§ 抜粋文:
「科学的に正しい差別」に対抗するのは科学の仕事ではない

 最近ちょいと話題になってたこの件について。

 Watson氏は、「アフリカの可能性について根本的に悲観的だ」、というのも、「われわれの社会政策は、彼らの知能がわれわれと同じだということに基づいている――だが、実験結果はすべて、それを肯定していない」からだと述べている。
 
 この「厄介な問題」は今後、扱いにくくなるだろう。Watson氏は誰もが同等であることを願っているが、「黒人の従業員を雇わざるをえない人々は、これが真実でないことに気づいている」と同等論を覆した。
 
 さらにWatson氏は、「黒人の中にも非常に才能のある人はたくさんいる」ので肌の色で差別すべきではないが、「低いレベルでうまくやれない場合は、昇進させない方がいい」と語っている。

§ 取り組む課題:
**A.** 抜粋文で、Watson氏がアフリカの可能性について根本的に悲観的だとする理由を、一〜三文で説明してください。
**B.** 抜粋文のうち、「最近ちょいと話題になってたこの件について。」から「いている」と同等論を覆した。」までを、両端の語句も含めて一字一句変えずに出力してください。
これらの項目は今回の作業とは関係ありません。

(領域アノテーション項目)
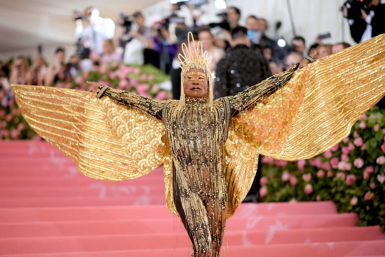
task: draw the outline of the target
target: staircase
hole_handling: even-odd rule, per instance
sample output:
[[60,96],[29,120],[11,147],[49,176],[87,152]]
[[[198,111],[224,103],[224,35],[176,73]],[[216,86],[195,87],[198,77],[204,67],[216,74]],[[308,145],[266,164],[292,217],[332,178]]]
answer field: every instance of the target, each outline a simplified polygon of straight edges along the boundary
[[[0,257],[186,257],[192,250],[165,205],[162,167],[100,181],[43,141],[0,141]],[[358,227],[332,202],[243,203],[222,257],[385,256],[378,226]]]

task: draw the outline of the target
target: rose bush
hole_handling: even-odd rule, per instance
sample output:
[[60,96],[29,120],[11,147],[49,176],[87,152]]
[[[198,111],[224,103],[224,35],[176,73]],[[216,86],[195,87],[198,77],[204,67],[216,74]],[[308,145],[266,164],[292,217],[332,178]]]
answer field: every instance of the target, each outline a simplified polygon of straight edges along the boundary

==

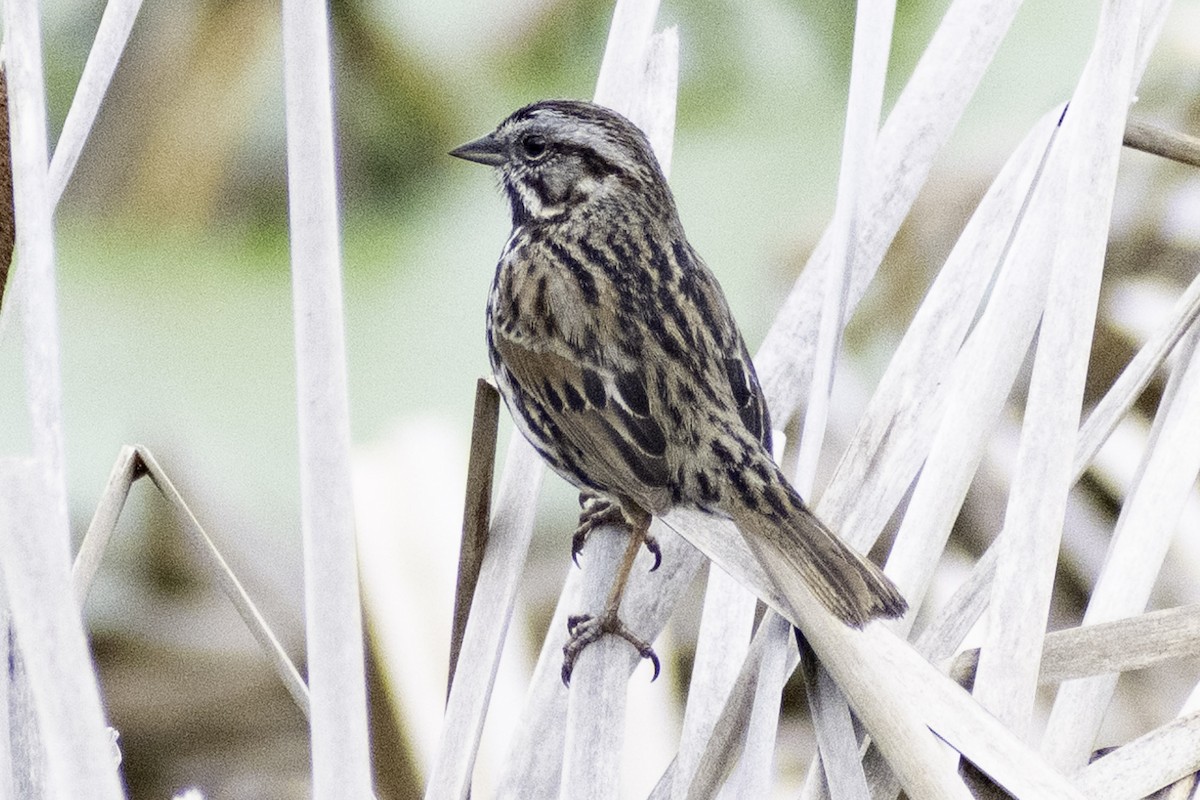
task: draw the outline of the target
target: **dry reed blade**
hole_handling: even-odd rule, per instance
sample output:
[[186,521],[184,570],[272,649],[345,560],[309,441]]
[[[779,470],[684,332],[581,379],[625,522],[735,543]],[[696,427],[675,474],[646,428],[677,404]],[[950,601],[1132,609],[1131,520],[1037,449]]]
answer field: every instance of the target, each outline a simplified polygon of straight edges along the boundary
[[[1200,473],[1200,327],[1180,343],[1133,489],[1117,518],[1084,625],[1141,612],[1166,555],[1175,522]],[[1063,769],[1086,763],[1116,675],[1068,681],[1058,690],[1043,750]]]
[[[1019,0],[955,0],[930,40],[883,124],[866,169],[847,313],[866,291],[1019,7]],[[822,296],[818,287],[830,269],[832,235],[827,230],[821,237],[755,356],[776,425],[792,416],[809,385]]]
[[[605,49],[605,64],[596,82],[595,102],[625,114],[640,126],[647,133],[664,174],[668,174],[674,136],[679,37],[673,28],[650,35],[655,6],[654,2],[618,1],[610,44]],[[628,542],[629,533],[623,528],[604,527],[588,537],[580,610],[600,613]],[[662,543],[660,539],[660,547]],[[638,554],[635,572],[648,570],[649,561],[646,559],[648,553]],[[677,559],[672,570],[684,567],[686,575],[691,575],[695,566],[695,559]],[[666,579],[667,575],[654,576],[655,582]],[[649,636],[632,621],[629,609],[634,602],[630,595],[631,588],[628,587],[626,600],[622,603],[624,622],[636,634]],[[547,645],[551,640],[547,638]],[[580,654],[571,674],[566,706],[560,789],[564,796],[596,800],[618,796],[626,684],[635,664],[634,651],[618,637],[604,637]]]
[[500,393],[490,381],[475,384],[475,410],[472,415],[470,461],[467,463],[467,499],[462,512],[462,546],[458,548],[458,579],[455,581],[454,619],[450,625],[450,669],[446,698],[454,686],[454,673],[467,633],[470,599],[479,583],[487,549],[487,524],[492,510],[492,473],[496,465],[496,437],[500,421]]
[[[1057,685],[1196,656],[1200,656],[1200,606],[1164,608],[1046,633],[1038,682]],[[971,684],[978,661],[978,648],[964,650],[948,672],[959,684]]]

§ 課題の解答:
**A.** Watson氏によれば、社会政策は「彼らの知能がわれわれと同じだということに基づいている」のに、「実験結果はすべて、それを肯定していない」からです。抜粋文では、この食い違いが悲観の理由として語られています。

**B.**
最近ちょいと話題になってたこの件について。

 Watson氏は、「アフリカの可能性について根本的に悲観的だ」、というのも、「われわれの社会政策は、彼らの知能がわれわれと同じだということに基づいている――だが、実験結果はすべて、それを肯定していない」からだと述べている。
 
 この「厄介な問題」は今後、扱いにくくなるだろう。Watson氏は誰もが同等であることを願っているが、「黒人の従業員を雇わざるをえない人々は、これが真実でないことに気づいている」と同等論を覆した。